**Material for this exercise:**
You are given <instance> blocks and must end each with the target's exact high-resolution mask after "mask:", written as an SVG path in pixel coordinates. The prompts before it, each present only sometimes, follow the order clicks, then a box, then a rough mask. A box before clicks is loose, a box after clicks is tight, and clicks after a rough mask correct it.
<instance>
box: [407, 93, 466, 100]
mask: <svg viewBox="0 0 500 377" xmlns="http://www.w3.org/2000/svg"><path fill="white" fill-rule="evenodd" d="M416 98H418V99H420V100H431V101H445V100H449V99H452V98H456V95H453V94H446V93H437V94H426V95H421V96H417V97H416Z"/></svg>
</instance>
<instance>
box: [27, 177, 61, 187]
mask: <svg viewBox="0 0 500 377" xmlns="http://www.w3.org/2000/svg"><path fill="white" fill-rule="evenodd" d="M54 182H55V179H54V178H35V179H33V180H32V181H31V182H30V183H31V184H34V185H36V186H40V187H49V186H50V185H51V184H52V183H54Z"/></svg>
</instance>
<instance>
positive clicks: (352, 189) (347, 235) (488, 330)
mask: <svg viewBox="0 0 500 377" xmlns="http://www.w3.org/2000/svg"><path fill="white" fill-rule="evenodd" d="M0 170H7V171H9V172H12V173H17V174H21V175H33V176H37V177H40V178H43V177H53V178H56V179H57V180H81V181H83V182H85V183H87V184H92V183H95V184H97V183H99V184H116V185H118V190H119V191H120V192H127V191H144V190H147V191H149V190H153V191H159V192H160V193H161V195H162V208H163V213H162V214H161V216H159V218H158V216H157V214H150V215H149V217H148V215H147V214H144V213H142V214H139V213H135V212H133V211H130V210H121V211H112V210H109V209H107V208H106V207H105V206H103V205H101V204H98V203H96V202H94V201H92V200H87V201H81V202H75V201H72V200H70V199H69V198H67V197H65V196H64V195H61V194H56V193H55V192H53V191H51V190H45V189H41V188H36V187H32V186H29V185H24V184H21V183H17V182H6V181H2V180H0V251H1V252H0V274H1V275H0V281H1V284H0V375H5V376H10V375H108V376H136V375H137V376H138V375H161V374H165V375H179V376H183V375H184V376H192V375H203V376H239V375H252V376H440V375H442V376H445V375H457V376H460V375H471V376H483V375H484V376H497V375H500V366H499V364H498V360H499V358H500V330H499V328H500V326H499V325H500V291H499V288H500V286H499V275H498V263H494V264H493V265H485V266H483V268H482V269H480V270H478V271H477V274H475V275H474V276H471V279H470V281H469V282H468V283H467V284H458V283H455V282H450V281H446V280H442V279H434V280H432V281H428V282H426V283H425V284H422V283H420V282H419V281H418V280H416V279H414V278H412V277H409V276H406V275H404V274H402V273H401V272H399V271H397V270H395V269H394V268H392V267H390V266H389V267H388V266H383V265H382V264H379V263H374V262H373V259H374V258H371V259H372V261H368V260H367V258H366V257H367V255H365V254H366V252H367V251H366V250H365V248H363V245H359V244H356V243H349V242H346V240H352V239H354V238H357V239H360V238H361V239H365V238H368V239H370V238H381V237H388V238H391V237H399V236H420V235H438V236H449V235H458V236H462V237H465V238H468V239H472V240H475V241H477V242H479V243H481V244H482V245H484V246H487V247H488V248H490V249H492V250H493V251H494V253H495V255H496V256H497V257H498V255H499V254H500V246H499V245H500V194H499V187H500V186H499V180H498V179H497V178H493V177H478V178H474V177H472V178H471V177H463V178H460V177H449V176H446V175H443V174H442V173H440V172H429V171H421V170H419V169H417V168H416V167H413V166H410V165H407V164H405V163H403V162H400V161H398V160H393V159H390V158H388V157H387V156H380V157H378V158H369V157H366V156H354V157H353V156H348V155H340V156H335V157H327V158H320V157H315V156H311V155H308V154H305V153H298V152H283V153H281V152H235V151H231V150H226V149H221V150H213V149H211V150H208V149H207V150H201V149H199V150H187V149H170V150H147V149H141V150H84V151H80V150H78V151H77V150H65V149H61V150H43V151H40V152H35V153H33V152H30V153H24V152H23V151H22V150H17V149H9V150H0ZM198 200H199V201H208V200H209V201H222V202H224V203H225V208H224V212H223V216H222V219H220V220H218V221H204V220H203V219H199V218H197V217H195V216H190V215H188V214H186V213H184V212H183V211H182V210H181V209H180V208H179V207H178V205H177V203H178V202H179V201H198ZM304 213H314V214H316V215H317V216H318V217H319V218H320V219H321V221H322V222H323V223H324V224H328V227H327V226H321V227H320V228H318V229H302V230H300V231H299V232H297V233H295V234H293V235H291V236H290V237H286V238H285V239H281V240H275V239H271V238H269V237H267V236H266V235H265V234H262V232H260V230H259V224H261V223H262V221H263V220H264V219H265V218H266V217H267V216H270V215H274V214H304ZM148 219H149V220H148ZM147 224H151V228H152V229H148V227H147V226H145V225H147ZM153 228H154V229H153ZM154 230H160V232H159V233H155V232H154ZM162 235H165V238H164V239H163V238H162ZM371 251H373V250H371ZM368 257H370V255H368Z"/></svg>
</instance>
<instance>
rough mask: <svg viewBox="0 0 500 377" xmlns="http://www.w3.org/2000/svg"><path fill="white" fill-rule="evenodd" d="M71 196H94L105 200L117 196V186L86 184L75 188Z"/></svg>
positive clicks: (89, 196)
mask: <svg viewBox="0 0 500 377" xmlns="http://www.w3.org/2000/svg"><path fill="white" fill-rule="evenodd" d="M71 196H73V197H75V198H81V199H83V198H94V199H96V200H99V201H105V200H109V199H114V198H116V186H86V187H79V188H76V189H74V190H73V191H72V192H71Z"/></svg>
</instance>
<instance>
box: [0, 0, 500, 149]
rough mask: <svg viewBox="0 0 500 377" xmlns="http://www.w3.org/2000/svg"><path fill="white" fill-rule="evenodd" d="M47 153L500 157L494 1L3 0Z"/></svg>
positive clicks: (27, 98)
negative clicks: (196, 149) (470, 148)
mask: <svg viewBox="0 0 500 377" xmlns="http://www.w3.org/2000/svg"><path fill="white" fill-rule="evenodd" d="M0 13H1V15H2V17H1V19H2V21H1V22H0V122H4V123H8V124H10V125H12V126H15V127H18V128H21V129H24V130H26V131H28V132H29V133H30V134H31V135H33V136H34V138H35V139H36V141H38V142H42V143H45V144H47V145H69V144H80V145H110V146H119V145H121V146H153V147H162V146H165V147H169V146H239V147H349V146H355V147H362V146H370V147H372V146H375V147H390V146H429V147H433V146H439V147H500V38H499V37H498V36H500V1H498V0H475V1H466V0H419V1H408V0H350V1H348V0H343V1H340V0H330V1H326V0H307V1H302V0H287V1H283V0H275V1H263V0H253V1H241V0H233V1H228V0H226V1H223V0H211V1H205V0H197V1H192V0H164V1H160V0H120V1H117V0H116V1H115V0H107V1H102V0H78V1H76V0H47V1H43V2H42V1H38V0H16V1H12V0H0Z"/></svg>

**Aim of the task:** Look back over the material above and state how many lines hold the word "rough". Write the number and nothing else.

**Response area:** 3